Available records:

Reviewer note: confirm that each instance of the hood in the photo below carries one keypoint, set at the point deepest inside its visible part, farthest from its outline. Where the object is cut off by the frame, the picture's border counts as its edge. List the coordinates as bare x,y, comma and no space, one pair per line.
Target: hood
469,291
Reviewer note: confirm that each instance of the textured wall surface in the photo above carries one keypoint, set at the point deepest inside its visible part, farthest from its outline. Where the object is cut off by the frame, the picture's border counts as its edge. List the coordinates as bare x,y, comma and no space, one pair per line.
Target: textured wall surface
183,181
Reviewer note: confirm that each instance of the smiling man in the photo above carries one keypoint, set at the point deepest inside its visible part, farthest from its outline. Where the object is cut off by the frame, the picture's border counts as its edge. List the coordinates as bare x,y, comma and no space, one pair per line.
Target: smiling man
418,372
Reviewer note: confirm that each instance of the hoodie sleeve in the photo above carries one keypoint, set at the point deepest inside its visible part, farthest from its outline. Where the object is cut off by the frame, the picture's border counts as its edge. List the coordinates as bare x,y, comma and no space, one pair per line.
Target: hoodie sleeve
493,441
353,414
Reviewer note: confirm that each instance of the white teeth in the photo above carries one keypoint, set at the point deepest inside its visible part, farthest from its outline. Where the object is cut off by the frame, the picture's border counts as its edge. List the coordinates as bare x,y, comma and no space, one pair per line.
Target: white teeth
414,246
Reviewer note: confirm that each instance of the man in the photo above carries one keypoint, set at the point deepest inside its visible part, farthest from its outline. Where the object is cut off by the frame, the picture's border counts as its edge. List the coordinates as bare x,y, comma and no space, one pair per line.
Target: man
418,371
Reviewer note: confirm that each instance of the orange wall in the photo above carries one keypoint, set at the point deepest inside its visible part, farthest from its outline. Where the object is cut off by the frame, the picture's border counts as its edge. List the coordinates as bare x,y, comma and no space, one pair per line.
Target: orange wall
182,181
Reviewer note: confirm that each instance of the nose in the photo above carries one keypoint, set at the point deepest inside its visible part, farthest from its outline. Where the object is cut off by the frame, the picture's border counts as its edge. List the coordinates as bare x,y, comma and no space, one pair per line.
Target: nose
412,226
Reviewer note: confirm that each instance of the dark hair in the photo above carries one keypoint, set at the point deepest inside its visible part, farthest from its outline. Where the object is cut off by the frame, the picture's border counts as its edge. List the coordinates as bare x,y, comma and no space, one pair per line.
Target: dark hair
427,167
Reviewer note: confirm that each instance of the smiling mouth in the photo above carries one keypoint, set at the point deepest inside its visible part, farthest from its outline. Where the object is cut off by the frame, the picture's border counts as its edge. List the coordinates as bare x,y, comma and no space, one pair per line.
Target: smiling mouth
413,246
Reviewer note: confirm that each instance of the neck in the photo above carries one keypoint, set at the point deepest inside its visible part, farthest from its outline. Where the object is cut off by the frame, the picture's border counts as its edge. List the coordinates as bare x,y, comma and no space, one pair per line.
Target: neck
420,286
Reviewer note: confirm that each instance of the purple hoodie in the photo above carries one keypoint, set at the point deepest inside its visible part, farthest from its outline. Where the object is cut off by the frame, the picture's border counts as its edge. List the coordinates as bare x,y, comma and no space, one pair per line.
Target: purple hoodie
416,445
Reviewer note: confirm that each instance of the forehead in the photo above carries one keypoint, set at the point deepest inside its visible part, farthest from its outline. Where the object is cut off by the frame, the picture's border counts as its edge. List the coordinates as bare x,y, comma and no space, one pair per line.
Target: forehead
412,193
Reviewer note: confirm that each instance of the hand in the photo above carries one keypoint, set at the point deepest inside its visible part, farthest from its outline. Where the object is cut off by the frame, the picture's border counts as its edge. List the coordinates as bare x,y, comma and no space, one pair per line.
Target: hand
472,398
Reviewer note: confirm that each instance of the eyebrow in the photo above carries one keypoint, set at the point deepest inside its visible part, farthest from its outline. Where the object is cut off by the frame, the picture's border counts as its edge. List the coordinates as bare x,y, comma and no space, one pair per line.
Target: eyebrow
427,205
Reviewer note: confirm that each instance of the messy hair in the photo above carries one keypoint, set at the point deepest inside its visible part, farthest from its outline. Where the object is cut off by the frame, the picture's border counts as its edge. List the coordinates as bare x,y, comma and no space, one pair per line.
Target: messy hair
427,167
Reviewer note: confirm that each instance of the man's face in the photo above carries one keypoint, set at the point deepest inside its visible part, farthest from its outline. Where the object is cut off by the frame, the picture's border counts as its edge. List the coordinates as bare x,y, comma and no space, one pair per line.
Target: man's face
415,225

Stated exercise:
Please convert every line of the records above into a JSON list of strings, one string per line, leaving out any blank lines.

Reply to the exercise:
[
  "Reviewer note: confirm that each instance of the hood in the photo below carries one keypoint, set at the point deepest inside its visible part, farthest from its outline. Where the object is cut off by the frame, the picture's border counts as its edge. List the coordinates as bare x,y, comma and no space, one pair per line.",
  "Target: hood",
  "469,291",
  "Reviewer note: confirm that each instance of the textured wall surface in the photo above carries one keypoint, set at the point deepest inside its visible part, farthest from its outline. Where the object is cut off by the frame, the picture's border counts as its edge. List the coordinates as bare x,y, comma and no space, one pair per line.",
  "Target: textured wall surface",
  "183,181",
  "Reviewer note: confirm that each instance of the smiling man in the photo above carries one keypoint, set at the point deepest inside its visible part, farthest from its outline. Where the object is cut off by the frame, the picture's border counts as its edge. List the coordinates as bare x,y, comma and no space, one pair per line.",
  "Target: smiling man",
  "418,372",
  "Reviewer note: confirm that each instance of the hoodie sleeve in the photo above carries one keypoint, set at the point deepest inside its visible part, farthest from its outline. Where the object is cut off by the frame, the picture's border counts as its edge. List the coordinates as bare x,y, comma and no space, one pair per line.",
  "Target: hoodie sleeve",
  "493,441",
  "353,414",
  "Reviewer note: confirm that each instance of the white teeth in the photo above carries one keypoint, set at the point deepest inside its visible part, farthest from its outline. Where the object is cut off by the frame, the picture's border counts as its edge. List the coordinates as bare x,y, comma and no space, one pair per line.",
  "Target: white teeth",
  "414,246",
  "Reviewer note: confirm that each instance of the man in the photo above carries one keypoint, set at the point deepest inside its visible part, farthest from its outline. Where the object is cut off by the frame, the picture's border counts as its edge. List the coordinates as bare x,y, comma and no space, one pair per line.",
  "Target: man",
  "418,371",
  "Reviewer note: confirm that each instance of the orange wall in the photo above carries one keypoint, set at the point deepest inside its visible part, farthest from its outline. Where the object is cut off by the frame, the picture's border counts as its edge. List the coordinates as bare x,y, comma and no space, one pair per line.",
  "Target: orange wall",
  "182,181",
  "Reviewer note: confirm that each instance of the nose in the photo above carries one keypoint, set at the point deepest inside its visible part, farthest from its outline. Where the object is cut off by the frame, the picture's border counts as its edge. List the coordinates as bare x,y, comma and no space, one pair per line.",
  "Target: nose",
  "412,226",
  "Reviewer note: confirm that each instance of the dark hair in the photo above carries one keypoint, set at the point deepest inside its visible part, farthest from its outline. Where the object is cut off by the frame, the picture's border counts as its edge. List the coordinates as bare x,y, comma and no space, one pair per line.",
  "Target: dark hair",
  "427,167",
  "Reviewer note: confirm that each instance of the smiling mouth in the photo above carries one keypoint, set at the point deepest inside its visible part, farthest from its outline. Where the object is cut off by the frame, the picture's border counts as its edge. List the coordinates as bare x,y, comma and no space, one pair per line.",
  "Target: smiling mouth",
  "413,246",
  "Reviewer note: confirm that each instance of the neck in the photo above carries one keypoint, set at the point deepest inside its visible part, farthest from its outline. Where the object is cut off by the frame, the picture's border counts as its edge. List the coordinates as bare x,y, comma and no space, one pair per line.",
  "Target: neck",
  "420,286",
  "Reviewer note: confirm that each instance of the purple hoodie in the photo above carries one keypoint, set at the point deepest inside its visible part, farthest from its outline. Where the object is cut off by the frame, the picture's border counts as its edge. List the coordinates as bare x,y, comma and no space, one pair per line.",
  "Target: purple hoodie",
  "416,445",
  "Reviewer note: confirm that each instance of the forehead in the photo above carries one keypoint, set at the point deepest inside its visible part, farthest from its outline. Where the object is cut off by the frame, the picture's border counts as its edge. List the coordinates as bare x,y, comma and no space, one pair per line.",
  "Target: forehead",
  "412,193",
  "Reviewer note: confirm that each instance of the hand in the photo above carries one keypoint, set at the point deepest inside its visible part, farthest from its outline. Where the object is cut off by the frame, the picture's border counts as its edge. List the coordinates as bare x,y, comma and no space, one pair per line.",
  "Target: hand",
  "472,398",
  "Reviewer note: confirm that each instance of the eyebrow in the photo above carries one keypoint, set at the point deepest inside its visible part, farthest from its outline. Where the object is cut off by the frame, the picture's border counts as its edge. List the coordinates as bare x,y, comma and no space, one pair per line.",
  "Target: eyebrow",
  "427,205",
  "Reviewer note: confirm that each instance of the messy hair in the photo above carries one keypoint, set at the point deepest inside its visible part, farthest from its outline. Where the object is cut off by the frame, the picture's border counts as its edge. List the coordinates as bare x,y, comma and no space, one pair per line.",
  "Target: messy hair",
  "427,167",
  "Reviewer note: confirm that each instance of the man's face in the photo above carries one keypoint, set at the point deepest inside its visible part, farthest from its outline. Where the object is cut off by the frame, the picture's border counts as its edge. List the coordinates as bare x,y, comma and no space, one pair per line.",
  "Target: man's face",
  "415,225"
]